#### Reading text:
I also keep frugal ramen noodles in the house. They’re quick-cooking, and I’m not embarrassed to admit liking the twirly fun of the noodles (just toss the seasoning packet).
Stir in a little milk
This is another fantastic way to transform leftovers with very little effort. Almost all soups can be made creamy (or creamier, lol), including brothy soups (think, miso soup with coconut milk).
While dairy doesn’t necessarily add a ton of flavor — especially at the quantity you’d be adding to a single bow of soup — its contribution here is texture.
I don’t mean to make you gag at the term mouthfeel, but that’s what it’s called in the culinary world. Cream has a richness that adds a smooth texture and brings out all of the comforting qualities we crave in a hearty bowl of soup.
Just a splash or tablespoon of whole milk, half-and-half, or heavy cream fundamentally transforms a soup.
If you’re feeling a little extra, you can swirl in a dollop of sour cream. The creamy tang is really something special.
For a vegan, dairy-free, or Asian-leaning soup, use creamy coconut milk. So delish!
Blend it up
For a really unique twist, send the leftovers through a blender with a little bit of stock, water, or milk. Sometimes a smooth velvety, soup is exactly you what need that day!
This works particularly well with vegetable, rice, and pasta soups. Take care with meat soups as it might be a little challenging for certain blenders.
It doesn’t take much to brighten a soup’s flavors and breathe new life into the week’s leftovers. You probably have most of these options in your pantry already!

#### Supplied information:
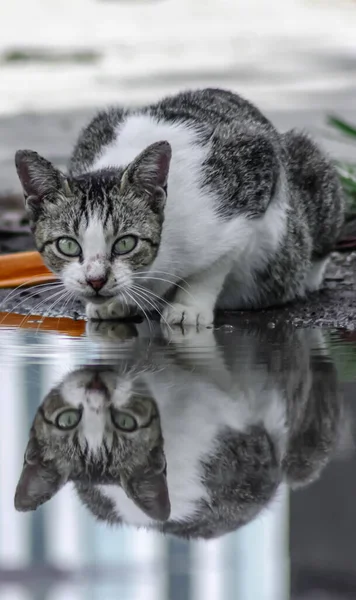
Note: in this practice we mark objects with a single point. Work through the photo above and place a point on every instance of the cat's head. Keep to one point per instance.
(95, 429)
(96, 230)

#### Required work:
**A)** In the text on reviving leftover soup, what does it suggest using for a vegan, dairy-free, or Asian-leaning soup?
**B)** Take the text on reviving leftover soup further, picking up after its final sentence.

#### Exercise answers:
**A)** Creamy coconut milk.

**B)**
Stir in a little sauce
No matter how much you loved the original batch, there’s absolutely nothing wrong with sending your leftovers in a slightly different direction with extra flavorings.
I have a particular fondness for Korean BBQ sauce, but also think teriyaki sauce, soy sauce, Worcestershire sauce, sriracha, gochujang, Frank’s hot sauce, American BBQ sauce. Even Dijon mustard (mustard in beef soups is :chef’s kiss:).
Just a little spoonful adds a lively zest to leftovers!
Add a little ginger or lemongrass
I would be completely remiss if I didn’t specifically call out ginger and/or lemongrass. I keep both in paste form in the fridge — you can usually find tubes of paste in the produce section at the grocery store — and just a squeeze into the bowl brightens and jazzes up many leftover soups (try chicken soup!).
What on earth? Well, IYKYK. I first learned about vinegar in soup as a kid. Back then — yeah, I’m old, lol — the red-and-white labeled cans were our only options at the store. And also … they were all concentrated soups that you had to cook with an extra can of water to make them edible.
My favorite (if you could call it that) was vegetable soup. Mom would add one teaspoon of apple cider vinegar, and my young taste buds thought the entire world had been transformed into something magical.
I was, after all, a kid who loved pickles — and could drink the vinegary dill pickle juice straight out of the jar — so this whole vinegar-in-soup thing made perfect sense.
And that was Young SoupInclined’s first experience with the awesome flavor-boosting effects of acid in soup.
So today, no matter how delicious a soup was right off the stove, I almost always add just a splash of vinegar to my leftover soup for a little kick of extra flavor.
My favorite is balsamic vinegar because it’s also ever-so-slightly sweet. Note that its deep burgundy color can muddy a soup, if you mind that sort of thing (I don’t), but otherwise is very companionable for most soups.
Apple cider vinegar is great in vegetable and meat soups. But plain white vinegar is nothing to shake a stick at either.
Add lemon juice
Like vinegar, lemon juice is an acid that kicks up flavor. Of course, a fresh lemon is best, but I always keep a bottle of real lemon juice in the fridge just in case.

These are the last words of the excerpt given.